Iver Malutin, a member of Kodiak’s first championship basketball team, died at the age of 82 of heart complications at a hospital in Anchorage.
Malutin was a star forward on the 1949 Kodiak High School boys basketball team that won the Fur Rendezvous Tournament in Anchorage. It was the first championship in the school’s history and it came 10 years before Alaska became a state.
Malutin, whose parents moved to Kodiak in 1914 from Afognak Island, enjoyed sharing the story of the team’s triumphs whenever he got the chance, whether it be at a store, a government meeting or on the radio.
“He had an unbelievable memory,” said longtime friend Joe Floyd, who moved to Kodiak in the 1950s. “He knew the history of Kodiak with an emphasis on sports.”
Before Kodiak’s two undefeated basketball teams — the 2001 boys and the 2014 girls — there was the 1949 squad that conquered Alaska.

WORK TO COMPLETE.
**a.** Using the article on Iver Malutin, say whether each statement agrees with it, answering yes or no and quoting the words that decide it: (i) The 1949 Kodiak High School boys team won the Fur Rendezvous Tournament in Anchorage. (ii) Malutin's parents came to Kodiak from Afognak Island in 1914. (iii) Joe Floyd moved to Kodiak in the 1940s.
**b.** Explain why the article on Iver Malutin treats the 1949 tournament win as a landmark for Kodiak High School.
The data is not needed for this work.

RECORDED DATA.
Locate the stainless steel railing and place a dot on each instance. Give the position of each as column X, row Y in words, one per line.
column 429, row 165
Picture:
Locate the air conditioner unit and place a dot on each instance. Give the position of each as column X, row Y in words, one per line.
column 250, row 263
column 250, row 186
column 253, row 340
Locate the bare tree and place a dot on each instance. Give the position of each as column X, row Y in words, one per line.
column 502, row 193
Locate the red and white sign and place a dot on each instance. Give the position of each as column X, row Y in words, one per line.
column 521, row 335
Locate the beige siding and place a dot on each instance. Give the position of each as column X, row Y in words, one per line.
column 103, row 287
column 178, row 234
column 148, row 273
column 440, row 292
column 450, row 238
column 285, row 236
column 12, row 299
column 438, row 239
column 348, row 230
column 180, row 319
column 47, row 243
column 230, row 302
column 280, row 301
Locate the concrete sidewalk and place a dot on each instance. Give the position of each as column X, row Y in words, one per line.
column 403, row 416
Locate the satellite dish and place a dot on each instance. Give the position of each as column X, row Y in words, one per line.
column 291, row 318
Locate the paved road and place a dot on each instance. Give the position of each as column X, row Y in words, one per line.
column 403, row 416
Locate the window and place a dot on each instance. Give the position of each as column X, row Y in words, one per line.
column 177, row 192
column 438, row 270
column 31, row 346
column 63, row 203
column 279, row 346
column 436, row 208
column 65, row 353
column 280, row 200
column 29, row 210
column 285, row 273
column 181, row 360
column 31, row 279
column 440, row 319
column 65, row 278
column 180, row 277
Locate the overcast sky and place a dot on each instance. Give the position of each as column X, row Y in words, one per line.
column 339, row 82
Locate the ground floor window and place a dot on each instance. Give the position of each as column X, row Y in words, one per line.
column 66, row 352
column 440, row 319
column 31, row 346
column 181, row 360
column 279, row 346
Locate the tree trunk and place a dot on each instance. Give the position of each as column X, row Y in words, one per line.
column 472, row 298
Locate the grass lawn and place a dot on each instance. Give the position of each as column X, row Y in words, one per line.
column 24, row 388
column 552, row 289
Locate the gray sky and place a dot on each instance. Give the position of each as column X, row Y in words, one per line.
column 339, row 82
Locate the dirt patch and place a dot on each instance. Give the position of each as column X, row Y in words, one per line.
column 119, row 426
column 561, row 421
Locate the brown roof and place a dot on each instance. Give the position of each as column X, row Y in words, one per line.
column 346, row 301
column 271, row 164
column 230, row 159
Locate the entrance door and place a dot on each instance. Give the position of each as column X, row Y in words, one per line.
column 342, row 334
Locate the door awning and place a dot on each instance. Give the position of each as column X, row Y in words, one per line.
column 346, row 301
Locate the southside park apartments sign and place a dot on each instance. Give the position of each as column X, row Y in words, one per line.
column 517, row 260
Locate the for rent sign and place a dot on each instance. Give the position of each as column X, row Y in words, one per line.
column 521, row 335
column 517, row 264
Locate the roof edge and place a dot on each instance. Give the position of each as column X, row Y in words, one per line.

TASK ANSWERS.
**a.**
(i) Yes: "won the Fur Rendezvous Tournament in Anchorage."
(ii) Yes: "whose parents moved to Kodiak in 1914 from Afognak Island."
(iii) No: "who moved to Kodiak in the 1950s."

**b.** The 1949 win was the first championship in the school's history. It also came 10 years before Alaska became a state.